Scrum : sur quoi vous avez tort

Scrum : sur quoi vous avez tort

Vous avez tort si vous pensez que le framework Scrum doit être appliqué à la lettre, quelle que soit la situation.

Et en réalité, vous avez tout loisir de l’agrémenter de pratiques personnalisées en pagaille…tant qu’elles sont cadrées par les limites indiquées dans le Guide. En effet, dans certains cas, une application trop académique ou trop austère de Scrum peut freiner ou entraver le travail des équipes. Comment s’en rend-on compte ? Habituellement, les symptômes crèvent les yeux (et les oreilles) :

  • des cérémonies vécues comme des corvées,
  • des tentatives de négociation sur la fréquence des rétrospectives (pour rappel, en Scrum elles sont indéboulonnables…),
  • les stakeholders ne sont pas motivés par la Revue de Sprint (“…je suis sous l’eau, je viendrai à la prochaine!…”),
  • le niveau de motivation est minimal et tout le monde se plaint,
  • Etc.

En somme, l’ambiance est au plus bas. Comment corriger cette situation peu propice à la génération de valeur ?

Stressed
Photo by Sebastian Herrmann on Unsplash

La réponse ? Ça dépend. Si en plus des points cités au dessus l’équipe peine à formuler un Sprint Goal clair à chaque Sprint Planning, si chaque développeur travaille sur des objectifs sans liens particuliers avec ceux de ses collègues, si l’incrément ressemble à un lot incohérent de différentes “stories”, ou si le sprint est sans cesse perturbé par l’ajout de tâches qui devraient être attribuées à une autre équipe, alors peut-être est-il temps d’envisager de passer à un autre cadre de travail (Kanban par exemple ?)…

Ou pas…Peut-être que Scrum convient très bien mais qu’il est mal utilisé ou mal compris (habituellement les deux). Quelques questions à se poser :

  • Les différentes parties font-elles le nécessaire pour que tout se passe correctement ?
  • Le ou les managers s’emploient-ils activement à lever les obstacles rencontrés par les équipes ?
  • Le Scrum Master est-il bien à l’écoute de l’équipe ?
  • Les valeurs et les piliers de Scrum transparaissent-ils dans les décisions qui sont prises ?

▶ _CONSIGNE_
Écrivez la suite de l'article sur Scrum ci-dessus, en reprenant juste après sa dernière phrase.

[Données de segmentation des régions]
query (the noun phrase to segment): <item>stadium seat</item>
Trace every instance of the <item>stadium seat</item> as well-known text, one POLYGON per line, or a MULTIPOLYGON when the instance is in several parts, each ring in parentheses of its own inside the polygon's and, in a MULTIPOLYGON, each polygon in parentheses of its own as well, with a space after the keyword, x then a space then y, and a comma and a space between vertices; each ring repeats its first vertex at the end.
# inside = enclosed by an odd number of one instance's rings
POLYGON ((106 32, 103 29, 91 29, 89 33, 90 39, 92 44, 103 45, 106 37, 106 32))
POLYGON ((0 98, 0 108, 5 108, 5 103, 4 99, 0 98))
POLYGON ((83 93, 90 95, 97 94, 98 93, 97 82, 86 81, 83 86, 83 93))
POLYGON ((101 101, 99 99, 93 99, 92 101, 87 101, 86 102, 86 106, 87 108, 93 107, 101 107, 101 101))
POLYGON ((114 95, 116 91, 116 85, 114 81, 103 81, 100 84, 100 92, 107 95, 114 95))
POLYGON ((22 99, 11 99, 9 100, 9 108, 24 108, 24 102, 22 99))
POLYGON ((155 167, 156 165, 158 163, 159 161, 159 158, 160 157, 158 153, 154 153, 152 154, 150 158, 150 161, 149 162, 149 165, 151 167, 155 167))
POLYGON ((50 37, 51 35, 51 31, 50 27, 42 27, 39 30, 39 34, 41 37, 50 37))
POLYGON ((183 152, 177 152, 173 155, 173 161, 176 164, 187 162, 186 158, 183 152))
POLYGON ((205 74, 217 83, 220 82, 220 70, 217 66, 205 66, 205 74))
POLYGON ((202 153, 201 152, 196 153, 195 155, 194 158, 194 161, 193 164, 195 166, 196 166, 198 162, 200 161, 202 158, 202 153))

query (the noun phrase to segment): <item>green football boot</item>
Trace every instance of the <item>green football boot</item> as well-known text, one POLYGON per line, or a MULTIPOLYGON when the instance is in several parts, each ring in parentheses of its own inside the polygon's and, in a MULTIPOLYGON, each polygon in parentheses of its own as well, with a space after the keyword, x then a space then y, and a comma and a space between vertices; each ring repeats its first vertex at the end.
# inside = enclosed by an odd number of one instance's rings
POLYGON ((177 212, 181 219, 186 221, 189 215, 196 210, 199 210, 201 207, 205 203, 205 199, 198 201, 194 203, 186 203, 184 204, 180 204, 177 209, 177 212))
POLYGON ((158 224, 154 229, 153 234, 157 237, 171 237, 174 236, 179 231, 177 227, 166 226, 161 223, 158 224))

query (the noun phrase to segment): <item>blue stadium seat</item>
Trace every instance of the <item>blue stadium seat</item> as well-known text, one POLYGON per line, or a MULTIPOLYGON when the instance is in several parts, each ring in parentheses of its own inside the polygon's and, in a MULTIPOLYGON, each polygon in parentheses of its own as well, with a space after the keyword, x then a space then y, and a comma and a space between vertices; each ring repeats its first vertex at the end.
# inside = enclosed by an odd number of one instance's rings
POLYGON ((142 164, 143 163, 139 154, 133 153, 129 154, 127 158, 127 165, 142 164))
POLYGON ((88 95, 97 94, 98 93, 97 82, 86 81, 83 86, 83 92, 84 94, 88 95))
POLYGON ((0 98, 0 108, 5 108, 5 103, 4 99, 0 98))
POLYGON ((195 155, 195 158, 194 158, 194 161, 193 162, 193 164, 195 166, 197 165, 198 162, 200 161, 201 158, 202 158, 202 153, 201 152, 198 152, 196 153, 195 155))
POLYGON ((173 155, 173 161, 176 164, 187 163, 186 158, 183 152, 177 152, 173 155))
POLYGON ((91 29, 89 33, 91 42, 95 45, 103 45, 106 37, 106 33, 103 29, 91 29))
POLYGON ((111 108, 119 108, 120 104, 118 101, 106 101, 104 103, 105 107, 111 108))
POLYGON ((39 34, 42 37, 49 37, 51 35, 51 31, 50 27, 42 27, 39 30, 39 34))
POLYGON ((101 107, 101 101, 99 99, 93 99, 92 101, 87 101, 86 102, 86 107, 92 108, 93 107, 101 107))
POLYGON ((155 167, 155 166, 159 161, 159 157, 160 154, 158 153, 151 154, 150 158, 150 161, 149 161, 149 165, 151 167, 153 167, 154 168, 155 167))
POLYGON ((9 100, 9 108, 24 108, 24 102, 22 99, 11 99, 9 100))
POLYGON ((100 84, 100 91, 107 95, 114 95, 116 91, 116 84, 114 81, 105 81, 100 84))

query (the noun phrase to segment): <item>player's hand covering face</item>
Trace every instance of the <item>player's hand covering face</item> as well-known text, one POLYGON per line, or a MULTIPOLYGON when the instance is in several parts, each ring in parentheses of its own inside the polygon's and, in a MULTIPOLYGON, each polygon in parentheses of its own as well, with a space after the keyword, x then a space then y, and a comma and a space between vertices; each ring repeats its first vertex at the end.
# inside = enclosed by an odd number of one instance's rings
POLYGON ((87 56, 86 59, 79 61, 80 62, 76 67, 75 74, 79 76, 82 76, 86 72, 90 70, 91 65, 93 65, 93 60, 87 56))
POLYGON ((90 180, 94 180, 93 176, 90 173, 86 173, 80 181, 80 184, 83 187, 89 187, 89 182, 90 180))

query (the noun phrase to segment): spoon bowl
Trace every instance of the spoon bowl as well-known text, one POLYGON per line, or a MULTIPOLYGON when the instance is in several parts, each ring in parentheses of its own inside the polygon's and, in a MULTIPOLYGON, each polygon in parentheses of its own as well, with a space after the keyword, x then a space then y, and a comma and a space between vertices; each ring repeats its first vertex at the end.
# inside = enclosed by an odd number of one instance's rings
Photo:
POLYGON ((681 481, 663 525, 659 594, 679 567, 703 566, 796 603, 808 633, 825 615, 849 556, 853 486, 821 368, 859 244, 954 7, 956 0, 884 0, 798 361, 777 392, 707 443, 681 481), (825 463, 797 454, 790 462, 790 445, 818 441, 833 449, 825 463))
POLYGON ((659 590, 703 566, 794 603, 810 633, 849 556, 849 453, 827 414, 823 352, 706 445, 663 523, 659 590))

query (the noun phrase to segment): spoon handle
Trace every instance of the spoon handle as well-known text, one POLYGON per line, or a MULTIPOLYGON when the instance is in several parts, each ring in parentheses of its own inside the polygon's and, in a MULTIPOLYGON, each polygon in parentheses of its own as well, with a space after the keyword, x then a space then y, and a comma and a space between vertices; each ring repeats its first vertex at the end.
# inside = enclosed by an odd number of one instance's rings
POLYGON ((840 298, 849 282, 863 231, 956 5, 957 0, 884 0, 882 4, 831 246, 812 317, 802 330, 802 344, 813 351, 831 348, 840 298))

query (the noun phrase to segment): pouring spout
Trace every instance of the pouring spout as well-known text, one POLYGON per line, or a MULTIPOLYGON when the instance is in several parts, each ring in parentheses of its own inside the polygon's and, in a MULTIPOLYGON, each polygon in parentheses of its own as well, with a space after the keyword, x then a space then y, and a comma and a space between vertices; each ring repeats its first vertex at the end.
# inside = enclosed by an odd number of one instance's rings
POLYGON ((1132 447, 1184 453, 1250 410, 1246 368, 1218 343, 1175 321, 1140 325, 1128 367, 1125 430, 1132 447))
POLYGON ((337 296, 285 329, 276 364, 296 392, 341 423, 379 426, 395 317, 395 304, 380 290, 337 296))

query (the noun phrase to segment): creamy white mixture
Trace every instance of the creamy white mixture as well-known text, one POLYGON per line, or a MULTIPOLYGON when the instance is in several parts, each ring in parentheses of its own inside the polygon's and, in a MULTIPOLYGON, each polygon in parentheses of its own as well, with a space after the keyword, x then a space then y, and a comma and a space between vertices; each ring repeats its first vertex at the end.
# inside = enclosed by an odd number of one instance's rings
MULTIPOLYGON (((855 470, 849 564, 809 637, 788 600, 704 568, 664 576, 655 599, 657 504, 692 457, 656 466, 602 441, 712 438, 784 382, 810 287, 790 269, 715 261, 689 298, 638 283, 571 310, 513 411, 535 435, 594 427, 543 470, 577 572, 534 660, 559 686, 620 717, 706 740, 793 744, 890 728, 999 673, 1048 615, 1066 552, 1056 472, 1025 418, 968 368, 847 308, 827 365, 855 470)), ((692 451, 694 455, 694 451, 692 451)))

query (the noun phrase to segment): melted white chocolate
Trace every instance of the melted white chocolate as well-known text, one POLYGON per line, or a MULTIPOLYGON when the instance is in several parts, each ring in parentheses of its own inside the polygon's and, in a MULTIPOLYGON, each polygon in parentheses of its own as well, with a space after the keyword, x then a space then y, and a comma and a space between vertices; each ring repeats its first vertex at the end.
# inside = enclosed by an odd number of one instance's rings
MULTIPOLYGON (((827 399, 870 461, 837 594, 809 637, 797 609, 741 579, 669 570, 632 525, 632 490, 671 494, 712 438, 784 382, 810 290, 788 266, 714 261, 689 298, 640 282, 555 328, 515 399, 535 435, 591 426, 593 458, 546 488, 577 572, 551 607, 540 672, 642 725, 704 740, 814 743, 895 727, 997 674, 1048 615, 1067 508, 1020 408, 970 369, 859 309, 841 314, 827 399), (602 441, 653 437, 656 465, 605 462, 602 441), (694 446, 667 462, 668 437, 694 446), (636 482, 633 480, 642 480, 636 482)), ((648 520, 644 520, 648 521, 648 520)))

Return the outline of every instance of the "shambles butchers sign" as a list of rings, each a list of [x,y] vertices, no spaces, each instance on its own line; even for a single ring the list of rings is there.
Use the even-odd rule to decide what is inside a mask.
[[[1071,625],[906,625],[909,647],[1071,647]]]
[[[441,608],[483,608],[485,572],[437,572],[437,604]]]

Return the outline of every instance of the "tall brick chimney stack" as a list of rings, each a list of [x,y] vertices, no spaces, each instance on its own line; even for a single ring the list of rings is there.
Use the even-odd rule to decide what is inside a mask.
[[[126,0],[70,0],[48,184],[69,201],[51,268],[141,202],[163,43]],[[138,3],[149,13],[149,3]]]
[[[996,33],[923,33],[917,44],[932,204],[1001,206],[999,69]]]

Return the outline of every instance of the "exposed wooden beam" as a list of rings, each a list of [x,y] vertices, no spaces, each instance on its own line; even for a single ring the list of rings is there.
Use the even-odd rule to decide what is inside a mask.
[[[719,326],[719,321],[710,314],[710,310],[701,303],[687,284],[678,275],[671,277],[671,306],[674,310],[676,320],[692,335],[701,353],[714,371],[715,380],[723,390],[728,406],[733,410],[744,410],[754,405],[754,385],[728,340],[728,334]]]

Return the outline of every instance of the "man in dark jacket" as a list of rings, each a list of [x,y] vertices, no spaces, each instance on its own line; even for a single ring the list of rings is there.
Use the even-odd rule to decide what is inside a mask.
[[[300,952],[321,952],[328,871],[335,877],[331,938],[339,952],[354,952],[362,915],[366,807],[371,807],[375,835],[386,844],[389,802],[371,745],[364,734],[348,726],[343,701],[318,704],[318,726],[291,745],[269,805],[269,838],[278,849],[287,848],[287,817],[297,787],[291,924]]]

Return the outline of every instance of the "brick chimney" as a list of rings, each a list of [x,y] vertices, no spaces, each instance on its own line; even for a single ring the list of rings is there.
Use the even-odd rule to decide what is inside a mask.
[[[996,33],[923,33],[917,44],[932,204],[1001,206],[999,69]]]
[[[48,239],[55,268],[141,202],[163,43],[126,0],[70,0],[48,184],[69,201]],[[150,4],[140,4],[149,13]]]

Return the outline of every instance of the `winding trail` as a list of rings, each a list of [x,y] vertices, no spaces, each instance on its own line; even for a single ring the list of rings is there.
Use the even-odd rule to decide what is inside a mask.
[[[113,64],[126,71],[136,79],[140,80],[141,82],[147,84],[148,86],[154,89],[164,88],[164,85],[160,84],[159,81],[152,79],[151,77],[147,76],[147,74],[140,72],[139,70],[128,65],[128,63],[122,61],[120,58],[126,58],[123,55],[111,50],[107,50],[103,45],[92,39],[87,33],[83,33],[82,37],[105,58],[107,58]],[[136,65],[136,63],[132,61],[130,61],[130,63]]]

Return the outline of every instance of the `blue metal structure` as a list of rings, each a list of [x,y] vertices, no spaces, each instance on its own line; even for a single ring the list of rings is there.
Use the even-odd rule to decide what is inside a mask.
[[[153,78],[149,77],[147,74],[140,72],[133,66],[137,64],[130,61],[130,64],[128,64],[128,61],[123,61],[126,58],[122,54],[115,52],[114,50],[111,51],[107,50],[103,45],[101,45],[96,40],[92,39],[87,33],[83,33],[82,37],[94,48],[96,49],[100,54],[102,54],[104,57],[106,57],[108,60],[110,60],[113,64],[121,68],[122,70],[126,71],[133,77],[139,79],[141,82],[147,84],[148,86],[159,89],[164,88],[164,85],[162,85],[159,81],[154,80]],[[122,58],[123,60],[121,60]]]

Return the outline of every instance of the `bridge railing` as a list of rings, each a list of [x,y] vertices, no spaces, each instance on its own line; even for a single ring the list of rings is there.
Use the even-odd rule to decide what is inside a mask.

▶ _RÉPONSE À L'EXERCICE_
  • Les évènements Scrum ne sont-ils pas trop longs et épuisants ? (Même si l’ambiance est à la camaraderie, les rétrospectives de 1h30 en fin de semaine, ça use…beaucoup…)
  • Les évènements sont-ils trop répétitifs ? Qui n’aurait pas une crise d’apoplexie à sa cinquième rétrospective “étoile de mer” ou “speed boat” consécutive ?
Étoile de mer
Étoile de mer

Et la liste pourrait encore s’allonger…Heureusement, les leviers sont nombreux qui permettent d’adapter Scrum sans en trahir les fondamentaux. Quelques idées :

  • Ce que vous faites pendant vos rétrospectives. L’énergie que vous y mettez. Le temps que vous y consacrez. Le lieu où vous vous réunissez. Ce que vous en tirez (bénéfices, observations). L’ambiance globale…
  • La cadence des Sprints : un mois, deux semaines, une semaine ? Elle est fixe mais sujette à révision selon vos besoins d’inspection et d’adaptation. Plus le contexte est imprévisible (à haut risque) plus on aura tendance à experimenter sur des itérations courtes.
  • Les modifications d’équipes : les développeurs (au sens large) ne sont pas des rouages de machinerie. Vous devez prendre en compte dans une certaine mesure les affinités des uns ou des autres avec leur collègues, leurs technos…
  • Les pratiques en daily Scrum : il y a d’autres choses à faire que les trois questions soporifiques habituelles, qui sans grande surprise, ont disparu du guide Scrum 2020.
  • Etc.

 

Vous avez également tort si vous pensez que le framework Scrum doit systématiquement faire l’objet d’aménagements et d’accomodements divers.

J’y vois là une sorte de fantasme de la diversité et aussi une certaine forme de snobisme. Comme nous sommes tous différents, et que nous travaillons tous dans des contextes eux aussi bien différents (chaque organisation a ses spécificités), il faudrait également que chacun ait son “Scrum à lui”. Chacun devrait avoir son “Scrum fait maison”, aux qualités certainement bien supérieures à l’original, puisque, après tout il est adapté pour notre organisation. Nous avons donc fait du “sur-mesure” et quoi de mieux que du “sur-mesure” ma bonne dame ?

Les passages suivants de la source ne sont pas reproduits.